• **DOCUMENT PASSAGE**:
DID Press: Pakistan is facing one of its harshest economic periods in decades in 2024–2025, as runaway inflation, prolonged stagnation, and successive shocks continue to shrink household purchasing power across the country. Recent reports in Pakistani media indicate that economic pressure is no longer confined to statistics but is acutely felt in daily life—from local markets and rural communities to major cities.

Collapse in Purchasing Power:
Nominal household incomes have nearly doubled over the past five years, but this apparent growth has been erased by inflation. Prices of basic goods, energy, and services have risen far faster than wages, leaving families unable to afford items that were considered routine purchases just a few years ago.

Poverty Becomes Widespread:
National assessments suggest poverty is no longer a localized problem but a nationwide phenomenon. Rural areas—already constrained by limited economic opportunities—have been hit hardest, while urban centers are also feeling the squeeze as the middle class contracts at an alarming pace.

Provinces Under Pressure:
Warning signs are evident across all major provinces, including Punjab, Sindh, Khyber Pakhtunkhwa, and Balochistan. The difference lies in the severity of hardship, not in its presence; even regions that previously enjoyed relatively better conditions are now experiencing a fresh wave of impoverishment.

(Text-to-region grounding records)
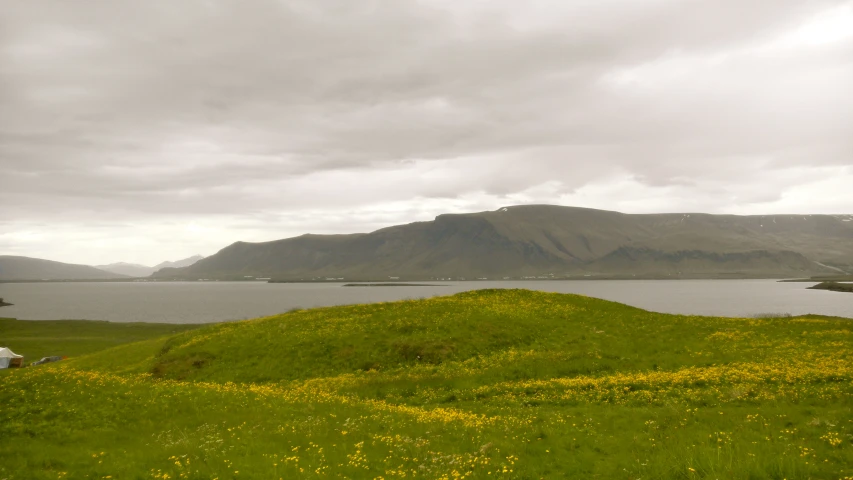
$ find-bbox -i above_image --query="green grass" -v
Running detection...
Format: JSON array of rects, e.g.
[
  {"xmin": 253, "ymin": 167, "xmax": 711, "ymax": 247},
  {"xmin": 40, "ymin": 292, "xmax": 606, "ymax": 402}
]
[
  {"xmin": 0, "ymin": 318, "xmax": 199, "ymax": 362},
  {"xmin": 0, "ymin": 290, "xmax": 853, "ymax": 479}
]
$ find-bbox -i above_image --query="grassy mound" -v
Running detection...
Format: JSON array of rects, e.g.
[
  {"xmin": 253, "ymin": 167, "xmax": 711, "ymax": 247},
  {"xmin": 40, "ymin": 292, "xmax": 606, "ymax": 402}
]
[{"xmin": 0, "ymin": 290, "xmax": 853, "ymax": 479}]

• **LIST OF TASKS**:
A: Using the article on Pakistan's economic hardship, decide whether each statement agrees with it, answering yes or no and quoting the deciding words: (i) Nominal household incomes have nearly doubled over the past five years. (ii) Urban centers have been hit hardest by poverty. (iii) Balochistan shows no warning signs of hardship.
B: Carry on the article on Pakistan's economic hardship from the point where it stops.
This material was drawn from a separate source.

• **RESULTS OF THE TASKS**:
A:
(i) Yes: "Nominal household incomes have nearly doubled over the past five years"
(ii) No: "Rural areas—already constrained by limited economic opportunities—have been hit hardest"
(iii) No: "Warning signs are evident across all major provinces, including Punjab, Sindh, Khyber Pakhtunkhwa, and Balochistan."

B:
Drivers of the Crisis:
A confluence of domestic and external factors has pushed the economy into a fragile state: historic inflation that has priced essentials out of reach, steep energy costs—especially electricity and gas—currency depreciation, heavier indirect taxes, and repeated natural disasters and external shocks. Together, these pressures have slowed growth and severely weakened household resilience.

Who Is Most Affected:
Salaried workers, informal-sector laborers, and farmers are bearing the brunt of the downturn. Fixed or unstable incomes, limited social protection, and relentless cost increases have left these groups highly exposed. Many report that even the recent relative stabilization has failed to offset the cumulative damage inflicted during and after the COVID-19 period.